• Passage shown:
____________

Christmas at High Rising is a collection of eight short stories written between 1928 and 1942, but only brought together into a Virago Modern Classic in 2013. Most are set in High Rising with our much loved characters, but a couple are stand alone pieces. Most are set over the Christmas period but not all.
Pantomime was first published in 1935 in Harper’s Bazaar and mostly features George Knox, author-at-large, planning to take a group of children to the theatre. His granddaughter being only 6 months old, his wife convinces him to take Tony, Rose and Dora instead. The story consists of a tedious game of charades initiated by young Tony followed by a ghastly display of ‘look-at-me’ whilst at the theatre, when he spots a school buddy in the audience. How on earth, his mother puts up with him, I do not know!
Christmas at Mulberry Lodge was first published in 1940 in The Shining Tree and Other Christmas Stories. This one takes us back in time to a Victorian era nursery and two young children, Mary and William on the night before Christmas. Mary is determined to stay awake to see Father Christmas. Naturally these plans do not go to plan.
St Valentine’s Holiday declares itself upfront, that it is not a Christmas story, it does however return us to High Rising. First published in February 1936 in Harper’s Bazaar, the tiresome Tony comes home from school for the weekend to create his Valentine cards. He is a man on a mission, although a lovely young French lass may derail his high-minded plans. Tony again reveals that his ability to talk himself up, is better than his actual doing – in the creation of Valentine cards as well as ice skating on the local pond.
Published in 1937 in Harper’s Bazaar, High Voltage at Low Rising, is George Knox, author-at-large, all a-flutter about his latest guest appearance on the wireless. Naturally, Tony knows all about electricity and transformers, having just learnt about them at school. Unfortunately, nobody at High or Low Rising is able to listen to George’s talk, after Tony manages to blow the fuses at several houses!
The Private View was published in Cornhill Magazine in 1934. It features the Dighton Phelps’, a Miss Brown and her friend Amelia, who is the niece of a celebrated, although ‘dead for a good many years’ artist. This is one of Thirkell’s stories hard to stomach by a modern reader. An Argentinian client at the art gallery is spoken of in very disparaging terms. In fact, it is now so offensive, I will not repeat the comments here. But it got me thinking about the nature of racism and cultural norms.
I am also currently reading My Love Must Wait by Ernestine Hill, first published in 1941. The casual, unthinking and culturally appropriate (for the 1940’s) racism is astounding to my more modern sensibilities. Both books and both authors are a product of their times. What they wrote was considered to be normal and fair by most of their readers. However, the so-called moral, cultural, educational and historical superiority on display with these comments makes me wonder what moral high ground that we now consider entirely appropriate, and even right and without question, today, will be held up to question by future generations.

____________

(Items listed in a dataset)
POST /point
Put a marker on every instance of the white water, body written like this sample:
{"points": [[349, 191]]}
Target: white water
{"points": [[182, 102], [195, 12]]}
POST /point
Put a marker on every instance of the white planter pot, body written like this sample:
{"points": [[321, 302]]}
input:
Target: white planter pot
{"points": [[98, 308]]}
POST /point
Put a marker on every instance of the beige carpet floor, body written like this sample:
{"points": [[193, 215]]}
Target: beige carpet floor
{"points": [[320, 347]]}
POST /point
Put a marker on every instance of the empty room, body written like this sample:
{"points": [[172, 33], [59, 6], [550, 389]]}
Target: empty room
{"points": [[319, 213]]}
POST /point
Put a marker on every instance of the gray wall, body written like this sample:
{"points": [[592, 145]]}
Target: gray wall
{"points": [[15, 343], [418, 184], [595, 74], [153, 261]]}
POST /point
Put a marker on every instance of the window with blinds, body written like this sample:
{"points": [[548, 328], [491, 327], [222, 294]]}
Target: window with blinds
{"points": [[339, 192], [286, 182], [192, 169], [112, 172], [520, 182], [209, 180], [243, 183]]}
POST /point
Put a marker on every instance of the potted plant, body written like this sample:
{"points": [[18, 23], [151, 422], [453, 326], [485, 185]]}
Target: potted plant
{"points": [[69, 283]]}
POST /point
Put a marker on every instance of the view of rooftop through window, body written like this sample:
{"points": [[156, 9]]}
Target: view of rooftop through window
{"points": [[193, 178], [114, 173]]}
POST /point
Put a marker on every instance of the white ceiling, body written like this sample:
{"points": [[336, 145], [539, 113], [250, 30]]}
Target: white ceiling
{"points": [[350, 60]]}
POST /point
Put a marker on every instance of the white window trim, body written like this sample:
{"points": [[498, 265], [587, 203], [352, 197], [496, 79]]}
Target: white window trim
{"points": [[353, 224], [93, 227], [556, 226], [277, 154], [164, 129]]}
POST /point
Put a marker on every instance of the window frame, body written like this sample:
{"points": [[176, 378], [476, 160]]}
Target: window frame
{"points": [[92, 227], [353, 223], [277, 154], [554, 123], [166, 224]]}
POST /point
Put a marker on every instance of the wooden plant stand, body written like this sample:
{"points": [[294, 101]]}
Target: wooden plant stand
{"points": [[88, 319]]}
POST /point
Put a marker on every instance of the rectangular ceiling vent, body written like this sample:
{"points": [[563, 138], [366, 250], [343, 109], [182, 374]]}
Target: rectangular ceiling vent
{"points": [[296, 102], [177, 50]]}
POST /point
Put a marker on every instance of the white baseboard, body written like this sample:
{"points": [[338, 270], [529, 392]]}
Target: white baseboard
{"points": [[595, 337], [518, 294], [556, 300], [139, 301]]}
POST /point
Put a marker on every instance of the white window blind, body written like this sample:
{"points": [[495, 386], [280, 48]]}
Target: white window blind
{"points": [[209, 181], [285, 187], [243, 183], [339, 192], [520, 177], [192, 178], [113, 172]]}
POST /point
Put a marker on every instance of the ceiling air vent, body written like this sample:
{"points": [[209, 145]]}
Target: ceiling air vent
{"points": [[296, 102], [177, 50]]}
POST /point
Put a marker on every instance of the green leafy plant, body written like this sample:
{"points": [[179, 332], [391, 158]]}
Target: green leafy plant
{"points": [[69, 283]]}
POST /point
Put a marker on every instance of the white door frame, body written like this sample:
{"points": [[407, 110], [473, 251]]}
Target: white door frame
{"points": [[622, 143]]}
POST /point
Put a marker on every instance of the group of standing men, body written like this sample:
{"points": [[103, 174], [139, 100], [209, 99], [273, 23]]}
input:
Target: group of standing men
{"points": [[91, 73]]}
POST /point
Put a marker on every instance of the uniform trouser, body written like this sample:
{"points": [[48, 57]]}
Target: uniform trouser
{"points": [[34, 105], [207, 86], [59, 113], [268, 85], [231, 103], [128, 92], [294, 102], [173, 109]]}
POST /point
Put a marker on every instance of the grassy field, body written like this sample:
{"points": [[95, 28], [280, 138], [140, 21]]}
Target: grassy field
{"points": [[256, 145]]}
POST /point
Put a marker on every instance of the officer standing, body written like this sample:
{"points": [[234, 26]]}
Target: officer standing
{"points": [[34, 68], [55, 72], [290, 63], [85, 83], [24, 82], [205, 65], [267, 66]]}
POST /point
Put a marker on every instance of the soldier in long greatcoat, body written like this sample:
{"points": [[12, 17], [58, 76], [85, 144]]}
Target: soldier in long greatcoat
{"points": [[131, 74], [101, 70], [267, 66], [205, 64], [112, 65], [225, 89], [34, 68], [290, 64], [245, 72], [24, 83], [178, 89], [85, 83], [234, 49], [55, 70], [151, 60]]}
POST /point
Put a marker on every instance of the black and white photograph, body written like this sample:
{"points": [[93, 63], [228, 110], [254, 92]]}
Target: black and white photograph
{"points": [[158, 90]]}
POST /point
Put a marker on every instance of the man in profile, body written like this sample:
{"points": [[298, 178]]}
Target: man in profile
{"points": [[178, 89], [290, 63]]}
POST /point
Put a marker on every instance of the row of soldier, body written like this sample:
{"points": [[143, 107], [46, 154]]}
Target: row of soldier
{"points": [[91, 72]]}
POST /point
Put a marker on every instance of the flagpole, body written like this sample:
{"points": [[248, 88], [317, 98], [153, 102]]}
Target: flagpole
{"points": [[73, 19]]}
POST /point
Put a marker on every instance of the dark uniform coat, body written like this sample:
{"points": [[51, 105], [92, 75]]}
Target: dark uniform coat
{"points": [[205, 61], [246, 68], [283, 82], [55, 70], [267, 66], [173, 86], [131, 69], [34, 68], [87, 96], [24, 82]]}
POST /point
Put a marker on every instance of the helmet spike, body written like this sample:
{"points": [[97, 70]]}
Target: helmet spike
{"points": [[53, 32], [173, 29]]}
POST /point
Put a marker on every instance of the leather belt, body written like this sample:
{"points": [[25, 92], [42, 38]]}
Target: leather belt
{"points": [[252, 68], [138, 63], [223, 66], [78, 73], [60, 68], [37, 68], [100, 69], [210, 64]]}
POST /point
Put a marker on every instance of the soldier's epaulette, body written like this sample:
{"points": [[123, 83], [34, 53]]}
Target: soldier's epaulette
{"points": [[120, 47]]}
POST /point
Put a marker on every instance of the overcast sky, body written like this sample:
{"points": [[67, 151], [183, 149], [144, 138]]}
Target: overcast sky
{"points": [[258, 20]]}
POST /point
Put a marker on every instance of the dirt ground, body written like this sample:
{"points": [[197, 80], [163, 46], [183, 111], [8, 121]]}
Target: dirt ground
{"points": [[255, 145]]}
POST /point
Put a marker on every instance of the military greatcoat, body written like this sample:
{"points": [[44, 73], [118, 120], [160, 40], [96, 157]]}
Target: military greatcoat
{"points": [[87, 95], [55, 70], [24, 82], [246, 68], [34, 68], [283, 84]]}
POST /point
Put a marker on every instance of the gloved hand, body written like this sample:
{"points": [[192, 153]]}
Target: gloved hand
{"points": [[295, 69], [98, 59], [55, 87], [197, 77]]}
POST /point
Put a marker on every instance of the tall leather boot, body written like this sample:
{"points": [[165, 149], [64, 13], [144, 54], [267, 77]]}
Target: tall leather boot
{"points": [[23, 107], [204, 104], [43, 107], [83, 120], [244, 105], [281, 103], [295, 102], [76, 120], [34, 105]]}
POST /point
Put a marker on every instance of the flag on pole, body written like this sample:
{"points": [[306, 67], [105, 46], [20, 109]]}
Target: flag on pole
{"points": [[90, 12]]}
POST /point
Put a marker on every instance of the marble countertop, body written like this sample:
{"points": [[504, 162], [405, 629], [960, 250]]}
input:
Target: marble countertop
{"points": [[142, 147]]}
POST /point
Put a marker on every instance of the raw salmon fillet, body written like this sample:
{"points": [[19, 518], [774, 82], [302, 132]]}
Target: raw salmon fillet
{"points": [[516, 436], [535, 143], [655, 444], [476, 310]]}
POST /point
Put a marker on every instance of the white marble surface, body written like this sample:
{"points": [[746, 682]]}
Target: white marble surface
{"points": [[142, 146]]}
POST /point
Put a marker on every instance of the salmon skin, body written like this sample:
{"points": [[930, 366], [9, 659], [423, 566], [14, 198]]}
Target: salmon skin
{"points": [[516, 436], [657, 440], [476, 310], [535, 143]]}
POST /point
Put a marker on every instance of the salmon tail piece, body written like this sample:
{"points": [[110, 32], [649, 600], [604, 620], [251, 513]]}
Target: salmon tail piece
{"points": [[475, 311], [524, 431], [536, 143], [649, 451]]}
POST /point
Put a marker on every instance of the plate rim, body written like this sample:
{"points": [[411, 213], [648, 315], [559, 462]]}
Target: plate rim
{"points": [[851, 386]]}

____________

• Problem details:
In the review of Christmas at High Rising, when and where was "Pantomime" first published?

• Answer in full:
It was first published in 1935 in Harper's Bazaar.